● **EXERCISE PROMPT**:
From the records below, pull each line that has "window".

====== RECORDS ======

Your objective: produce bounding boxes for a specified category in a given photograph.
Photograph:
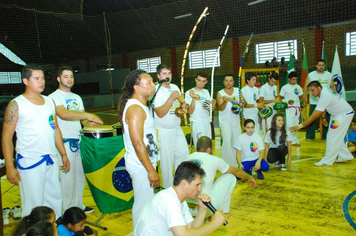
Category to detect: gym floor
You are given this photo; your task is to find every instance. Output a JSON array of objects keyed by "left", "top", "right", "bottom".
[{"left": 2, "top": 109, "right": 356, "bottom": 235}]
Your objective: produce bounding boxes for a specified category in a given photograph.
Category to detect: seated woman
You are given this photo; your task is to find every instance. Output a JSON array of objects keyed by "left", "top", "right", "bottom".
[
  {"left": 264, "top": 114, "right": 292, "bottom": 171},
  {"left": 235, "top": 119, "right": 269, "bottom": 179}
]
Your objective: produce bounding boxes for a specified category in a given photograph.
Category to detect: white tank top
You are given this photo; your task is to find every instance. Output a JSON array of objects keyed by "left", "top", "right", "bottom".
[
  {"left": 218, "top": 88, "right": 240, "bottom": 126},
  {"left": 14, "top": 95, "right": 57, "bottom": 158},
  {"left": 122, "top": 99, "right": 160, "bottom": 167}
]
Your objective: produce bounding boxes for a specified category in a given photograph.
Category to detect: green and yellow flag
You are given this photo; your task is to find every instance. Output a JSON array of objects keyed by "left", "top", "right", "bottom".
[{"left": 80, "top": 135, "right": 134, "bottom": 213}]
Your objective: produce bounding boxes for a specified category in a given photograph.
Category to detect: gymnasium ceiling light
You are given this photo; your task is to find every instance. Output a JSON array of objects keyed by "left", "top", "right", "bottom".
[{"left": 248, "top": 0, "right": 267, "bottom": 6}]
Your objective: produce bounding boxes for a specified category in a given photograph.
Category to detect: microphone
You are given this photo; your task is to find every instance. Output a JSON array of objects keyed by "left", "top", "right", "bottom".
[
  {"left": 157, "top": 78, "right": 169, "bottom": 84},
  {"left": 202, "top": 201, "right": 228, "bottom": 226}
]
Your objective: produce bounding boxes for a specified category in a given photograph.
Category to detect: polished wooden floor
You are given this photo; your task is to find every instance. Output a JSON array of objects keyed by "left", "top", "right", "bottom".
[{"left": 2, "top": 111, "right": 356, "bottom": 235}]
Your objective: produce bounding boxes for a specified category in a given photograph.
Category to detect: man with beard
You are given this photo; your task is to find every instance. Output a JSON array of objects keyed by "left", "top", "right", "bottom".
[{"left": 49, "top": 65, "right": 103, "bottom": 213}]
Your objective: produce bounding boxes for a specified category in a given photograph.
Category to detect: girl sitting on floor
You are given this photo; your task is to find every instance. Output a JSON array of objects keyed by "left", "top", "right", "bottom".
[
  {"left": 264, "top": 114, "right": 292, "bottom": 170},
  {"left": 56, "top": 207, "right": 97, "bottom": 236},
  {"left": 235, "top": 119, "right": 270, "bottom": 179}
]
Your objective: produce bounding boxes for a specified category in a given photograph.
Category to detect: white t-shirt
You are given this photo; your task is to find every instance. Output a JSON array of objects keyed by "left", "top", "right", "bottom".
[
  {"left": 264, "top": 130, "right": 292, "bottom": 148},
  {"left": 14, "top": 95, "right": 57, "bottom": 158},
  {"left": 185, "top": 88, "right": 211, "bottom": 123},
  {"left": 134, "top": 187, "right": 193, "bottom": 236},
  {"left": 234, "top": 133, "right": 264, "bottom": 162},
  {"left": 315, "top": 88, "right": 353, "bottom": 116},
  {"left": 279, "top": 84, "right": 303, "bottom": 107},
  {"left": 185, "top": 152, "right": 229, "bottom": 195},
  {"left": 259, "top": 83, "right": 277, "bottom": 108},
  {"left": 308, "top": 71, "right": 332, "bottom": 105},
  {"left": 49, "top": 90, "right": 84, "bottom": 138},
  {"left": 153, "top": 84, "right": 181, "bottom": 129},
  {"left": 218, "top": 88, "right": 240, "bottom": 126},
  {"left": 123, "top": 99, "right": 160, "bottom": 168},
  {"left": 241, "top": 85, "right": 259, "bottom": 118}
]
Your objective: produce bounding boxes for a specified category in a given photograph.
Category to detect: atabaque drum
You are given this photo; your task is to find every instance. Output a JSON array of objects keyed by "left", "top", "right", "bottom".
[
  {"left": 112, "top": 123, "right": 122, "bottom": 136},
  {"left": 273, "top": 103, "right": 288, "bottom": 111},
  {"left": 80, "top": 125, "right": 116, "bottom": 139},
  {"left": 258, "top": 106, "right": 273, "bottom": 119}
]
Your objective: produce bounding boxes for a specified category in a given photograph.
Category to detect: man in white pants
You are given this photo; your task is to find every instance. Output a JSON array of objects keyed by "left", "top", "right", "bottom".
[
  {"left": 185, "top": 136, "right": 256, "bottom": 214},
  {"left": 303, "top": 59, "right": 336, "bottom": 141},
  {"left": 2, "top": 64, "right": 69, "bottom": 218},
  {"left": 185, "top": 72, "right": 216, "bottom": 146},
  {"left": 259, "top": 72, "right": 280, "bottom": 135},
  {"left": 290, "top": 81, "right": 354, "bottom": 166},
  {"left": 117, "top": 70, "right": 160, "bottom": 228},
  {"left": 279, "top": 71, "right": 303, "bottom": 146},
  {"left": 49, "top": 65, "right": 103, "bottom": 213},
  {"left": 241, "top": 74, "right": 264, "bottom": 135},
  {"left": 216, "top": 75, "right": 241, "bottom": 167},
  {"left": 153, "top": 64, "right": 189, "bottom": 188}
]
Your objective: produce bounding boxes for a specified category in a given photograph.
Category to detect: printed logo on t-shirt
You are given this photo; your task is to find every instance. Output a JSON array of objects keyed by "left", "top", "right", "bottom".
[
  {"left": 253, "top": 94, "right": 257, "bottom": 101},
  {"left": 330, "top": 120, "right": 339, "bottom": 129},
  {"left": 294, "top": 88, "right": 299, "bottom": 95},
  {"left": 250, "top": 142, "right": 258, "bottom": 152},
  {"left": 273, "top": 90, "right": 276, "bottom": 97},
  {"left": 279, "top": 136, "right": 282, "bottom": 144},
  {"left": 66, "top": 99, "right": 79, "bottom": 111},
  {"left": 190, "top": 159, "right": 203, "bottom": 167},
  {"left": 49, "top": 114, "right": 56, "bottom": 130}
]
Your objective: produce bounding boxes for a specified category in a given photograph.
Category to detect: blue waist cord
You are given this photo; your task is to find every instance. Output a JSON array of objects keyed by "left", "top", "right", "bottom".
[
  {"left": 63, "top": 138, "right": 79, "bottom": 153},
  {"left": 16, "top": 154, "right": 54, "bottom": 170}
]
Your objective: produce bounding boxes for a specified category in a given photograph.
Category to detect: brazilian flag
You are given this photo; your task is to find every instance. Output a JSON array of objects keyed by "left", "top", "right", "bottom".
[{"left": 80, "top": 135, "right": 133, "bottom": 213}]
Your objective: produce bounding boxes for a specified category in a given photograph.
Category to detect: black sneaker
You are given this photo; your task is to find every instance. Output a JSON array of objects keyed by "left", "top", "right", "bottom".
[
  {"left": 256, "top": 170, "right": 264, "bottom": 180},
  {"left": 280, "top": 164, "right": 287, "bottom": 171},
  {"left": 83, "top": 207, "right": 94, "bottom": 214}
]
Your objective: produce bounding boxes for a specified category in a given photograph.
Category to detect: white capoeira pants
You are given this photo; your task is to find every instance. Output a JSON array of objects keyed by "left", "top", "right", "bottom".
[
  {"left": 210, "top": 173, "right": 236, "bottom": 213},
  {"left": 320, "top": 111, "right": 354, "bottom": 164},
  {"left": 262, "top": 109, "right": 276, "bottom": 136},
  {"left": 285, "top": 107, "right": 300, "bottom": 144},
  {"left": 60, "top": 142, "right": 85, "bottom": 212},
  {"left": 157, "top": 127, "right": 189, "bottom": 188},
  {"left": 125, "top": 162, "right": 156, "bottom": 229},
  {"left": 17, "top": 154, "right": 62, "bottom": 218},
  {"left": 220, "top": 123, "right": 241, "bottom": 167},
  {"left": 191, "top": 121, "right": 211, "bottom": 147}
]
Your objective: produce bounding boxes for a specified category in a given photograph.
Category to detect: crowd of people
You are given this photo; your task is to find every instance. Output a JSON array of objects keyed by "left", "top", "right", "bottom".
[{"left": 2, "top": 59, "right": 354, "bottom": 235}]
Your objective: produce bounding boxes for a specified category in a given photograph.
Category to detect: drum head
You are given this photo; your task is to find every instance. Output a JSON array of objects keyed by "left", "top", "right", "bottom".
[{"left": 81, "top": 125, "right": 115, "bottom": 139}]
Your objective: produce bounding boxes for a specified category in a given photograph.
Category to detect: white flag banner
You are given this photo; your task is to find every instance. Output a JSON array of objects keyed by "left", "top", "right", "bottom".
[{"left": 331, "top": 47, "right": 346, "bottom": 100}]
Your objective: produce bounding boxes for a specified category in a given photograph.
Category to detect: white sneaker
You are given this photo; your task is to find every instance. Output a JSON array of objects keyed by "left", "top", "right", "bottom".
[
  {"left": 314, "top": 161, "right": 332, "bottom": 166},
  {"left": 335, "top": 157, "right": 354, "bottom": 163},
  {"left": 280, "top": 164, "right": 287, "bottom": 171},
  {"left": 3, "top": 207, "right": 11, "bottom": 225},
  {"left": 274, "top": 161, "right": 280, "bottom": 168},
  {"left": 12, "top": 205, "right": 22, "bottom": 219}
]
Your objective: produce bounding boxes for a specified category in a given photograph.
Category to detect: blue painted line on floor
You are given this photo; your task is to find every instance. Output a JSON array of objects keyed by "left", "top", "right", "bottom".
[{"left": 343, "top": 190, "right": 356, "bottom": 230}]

======
====== RECORDS ======

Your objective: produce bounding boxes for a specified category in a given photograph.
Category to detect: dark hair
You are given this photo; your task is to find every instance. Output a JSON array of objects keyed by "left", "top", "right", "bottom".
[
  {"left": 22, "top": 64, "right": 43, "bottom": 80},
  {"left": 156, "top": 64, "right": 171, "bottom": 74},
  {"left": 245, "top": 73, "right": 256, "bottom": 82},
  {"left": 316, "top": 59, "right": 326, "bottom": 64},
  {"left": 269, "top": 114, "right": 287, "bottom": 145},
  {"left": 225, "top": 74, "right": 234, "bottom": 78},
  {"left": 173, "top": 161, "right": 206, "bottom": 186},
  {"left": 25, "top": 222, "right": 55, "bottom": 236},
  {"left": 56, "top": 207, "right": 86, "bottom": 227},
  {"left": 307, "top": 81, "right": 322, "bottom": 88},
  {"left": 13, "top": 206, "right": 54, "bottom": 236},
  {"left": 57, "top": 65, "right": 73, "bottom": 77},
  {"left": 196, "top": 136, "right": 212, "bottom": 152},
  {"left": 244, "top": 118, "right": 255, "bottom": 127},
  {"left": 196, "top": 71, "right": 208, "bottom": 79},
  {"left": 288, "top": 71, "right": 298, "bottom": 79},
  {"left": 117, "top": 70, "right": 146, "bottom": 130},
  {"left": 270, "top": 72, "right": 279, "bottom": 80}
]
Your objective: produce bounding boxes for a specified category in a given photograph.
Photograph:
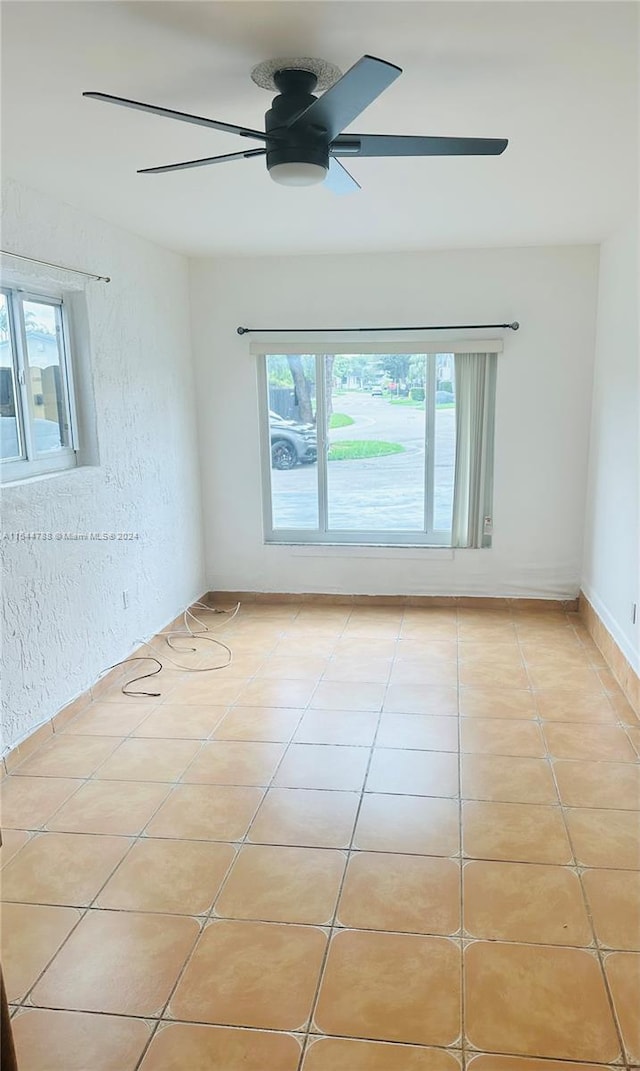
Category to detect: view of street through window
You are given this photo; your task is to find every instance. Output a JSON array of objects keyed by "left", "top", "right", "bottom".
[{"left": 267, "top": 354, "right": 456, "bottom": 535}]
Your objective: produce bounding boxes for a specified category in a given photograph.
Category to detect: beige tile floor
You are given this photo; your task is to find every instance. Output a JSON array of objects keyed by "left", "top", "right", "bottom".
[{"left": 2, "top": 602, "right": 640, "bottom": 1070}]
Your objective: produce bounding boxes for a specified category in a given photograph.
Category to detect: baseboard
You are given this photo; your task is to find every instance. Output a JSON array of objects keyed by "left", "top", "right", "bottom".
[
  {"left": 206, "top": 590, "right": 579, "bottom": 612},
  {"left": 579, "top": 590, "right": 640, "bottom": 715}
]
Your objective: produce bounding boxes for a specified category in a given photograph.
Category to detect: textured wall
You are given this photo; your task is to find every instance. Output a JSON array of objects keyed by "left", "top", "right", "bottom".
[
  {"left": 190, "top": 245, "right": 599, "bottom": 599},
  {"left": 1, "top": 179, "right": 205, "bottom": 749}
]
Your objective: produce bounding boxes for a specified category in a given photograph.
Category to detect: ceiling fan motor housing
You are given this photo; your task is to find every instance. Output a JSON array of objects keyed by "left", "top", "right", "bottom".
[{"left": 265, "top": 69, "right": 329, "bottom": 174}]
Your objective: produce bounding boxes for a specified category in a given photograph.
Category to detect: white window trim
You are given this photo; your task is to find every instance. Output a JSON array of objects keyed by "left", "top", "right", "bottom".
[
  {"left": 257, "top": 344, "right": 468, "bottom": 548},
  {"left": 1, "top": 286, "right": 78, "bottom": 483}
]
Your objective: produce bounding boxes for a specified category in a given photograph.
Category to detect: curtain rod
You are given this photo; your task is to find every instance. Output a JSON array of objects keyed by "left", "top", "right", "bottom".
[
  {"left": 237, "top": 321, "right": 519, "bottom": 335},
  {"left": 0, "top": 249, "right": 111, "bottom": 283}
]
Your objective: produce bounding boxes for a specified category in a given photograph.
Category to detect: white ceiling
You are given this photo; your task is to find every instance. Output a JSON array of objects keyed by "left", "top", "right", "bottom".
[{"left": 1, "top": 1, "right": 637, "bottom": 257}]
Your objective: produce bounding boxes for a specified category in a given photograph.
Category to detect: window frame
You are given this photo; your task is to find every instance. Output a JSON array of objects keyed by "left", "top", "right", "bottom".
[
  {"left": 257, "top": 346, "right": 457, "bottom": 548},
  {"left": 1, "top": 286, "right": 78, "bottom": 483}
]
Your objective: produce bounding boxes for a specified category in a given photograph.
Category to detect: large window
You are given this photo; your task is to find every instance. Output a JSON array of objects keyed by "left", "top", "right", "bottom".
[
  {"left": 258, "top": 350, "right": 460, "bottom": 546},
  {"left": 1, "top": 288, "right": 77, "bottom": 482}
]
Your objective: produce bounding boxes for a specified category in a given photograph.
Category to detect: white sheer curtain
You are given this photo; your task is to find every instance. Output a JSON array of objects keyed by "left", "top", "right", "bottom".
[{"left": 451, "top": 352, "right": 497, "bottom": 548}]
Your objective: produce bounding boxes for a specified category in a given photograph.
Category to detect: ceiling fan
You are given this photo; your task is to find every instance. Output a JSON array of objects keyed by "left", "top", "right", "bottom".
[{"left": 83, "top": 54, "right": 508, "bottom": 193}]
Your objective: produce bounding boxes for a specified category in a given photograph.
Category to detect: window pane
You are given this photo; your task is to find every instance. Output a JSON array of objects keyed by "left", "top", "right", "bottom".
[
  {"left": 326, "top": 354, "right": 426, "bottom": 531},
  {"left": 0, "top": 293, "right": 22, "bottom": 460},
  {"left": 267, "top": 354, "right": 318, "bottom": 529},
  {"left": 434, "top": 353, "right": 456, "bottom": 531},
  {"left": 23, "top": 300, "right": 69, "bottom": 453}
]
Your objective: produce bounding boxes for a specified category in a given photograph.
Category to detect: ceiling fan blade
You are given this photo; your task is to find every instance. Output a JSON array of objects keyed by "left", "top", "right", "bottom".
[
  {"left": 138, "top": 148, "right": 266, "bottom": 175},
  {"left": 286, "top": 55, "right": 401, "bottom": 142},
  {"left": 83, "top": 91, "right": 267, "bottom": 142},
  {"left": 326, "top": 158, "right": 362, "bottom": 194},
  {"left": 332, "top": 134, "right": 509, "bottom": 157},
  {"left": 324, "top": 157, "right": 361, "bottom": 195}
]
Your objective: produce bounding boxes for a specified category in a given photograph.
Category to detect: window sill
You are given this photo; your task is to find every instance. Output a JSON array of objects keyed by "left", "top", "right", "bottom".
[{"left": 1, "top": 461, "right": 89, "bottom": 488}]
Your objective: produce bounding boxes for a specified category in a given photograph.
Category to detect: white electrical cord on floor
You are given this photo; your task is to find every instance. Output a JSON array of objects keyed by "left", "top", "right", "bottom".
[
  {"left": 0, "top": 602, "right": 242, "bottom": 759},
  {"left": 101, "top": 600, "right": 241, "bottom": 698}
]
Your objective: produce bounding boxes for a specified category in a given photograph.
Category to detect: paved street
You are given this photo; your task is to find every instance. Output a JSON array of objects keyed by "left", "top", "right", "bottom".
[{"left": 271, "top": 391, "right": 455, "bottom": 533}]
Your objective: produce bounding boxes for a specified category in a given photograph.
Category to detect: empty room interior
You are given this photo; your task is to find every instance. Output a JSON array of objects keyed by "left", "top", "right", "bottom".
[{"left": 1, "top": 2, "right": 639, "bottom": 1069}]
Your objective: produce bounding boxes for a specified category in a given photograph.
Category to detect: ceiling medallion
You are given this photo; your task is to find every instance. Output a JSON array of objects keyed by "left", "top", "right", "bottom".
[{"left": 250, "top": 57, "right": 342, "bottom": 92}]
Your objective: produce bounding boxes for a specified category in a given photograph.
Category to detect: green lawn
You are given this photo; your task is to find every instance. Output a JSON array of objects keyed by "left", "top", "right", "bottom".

======
====== RECORDS ======

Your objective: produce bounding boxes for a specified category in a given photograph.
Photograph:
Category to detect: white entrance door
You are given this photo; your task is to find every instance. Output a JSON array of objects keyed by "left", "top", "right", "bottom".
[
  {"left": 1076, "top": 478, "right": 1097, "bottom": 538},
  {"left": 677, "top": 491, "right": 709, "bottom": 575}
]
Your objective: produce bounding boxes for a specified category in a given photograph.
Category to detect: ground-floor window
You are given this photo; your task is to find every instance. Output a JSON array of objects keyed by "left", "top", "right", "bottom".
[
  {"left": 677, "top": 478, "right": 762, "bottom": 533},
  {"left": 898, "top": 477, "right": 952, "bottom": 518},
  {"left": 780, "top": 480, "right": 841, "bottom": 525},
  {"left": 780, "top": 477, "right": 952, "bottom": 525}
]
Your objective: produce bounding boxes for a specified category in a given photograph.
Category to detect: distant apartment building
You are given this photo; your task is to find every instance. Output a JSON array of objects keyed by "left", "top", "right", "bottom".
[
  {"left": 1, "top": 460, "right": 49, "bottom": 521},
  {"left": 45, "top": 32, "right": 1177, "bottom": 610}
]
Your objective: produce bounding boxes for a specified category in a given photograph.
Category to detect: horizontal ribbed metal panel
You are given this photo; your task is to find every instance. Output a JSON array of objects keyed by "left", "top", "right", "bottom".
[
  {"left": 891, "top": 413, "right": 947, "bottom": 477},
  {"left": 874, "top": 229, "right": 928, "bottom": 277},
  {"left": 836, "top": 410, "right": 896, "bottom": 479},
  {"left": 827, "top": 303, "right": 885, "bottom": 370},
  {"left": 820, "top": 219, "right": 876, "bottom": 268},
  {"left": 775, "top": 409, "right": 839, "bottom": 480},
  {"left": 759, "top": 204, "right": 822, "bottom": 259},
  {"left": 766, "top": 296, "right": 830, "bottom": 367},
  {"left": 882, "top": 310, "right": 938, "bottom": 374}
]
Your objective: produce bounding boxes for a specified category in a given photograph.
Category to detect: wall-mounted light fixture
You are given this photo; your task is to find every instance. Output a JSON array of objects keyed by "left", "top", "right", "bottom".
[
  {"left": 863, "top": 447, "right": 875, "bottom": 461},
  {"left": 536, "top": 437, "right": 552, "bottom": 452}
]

======

● **EXPECTED ANSWER**:
Category to detect: view of street through window
Category to detect: white window trim
Category to detect: window frame
Category to detect: large window
Category to detect: window pane
Category to detect: window sill
Category to detect: ground-floor window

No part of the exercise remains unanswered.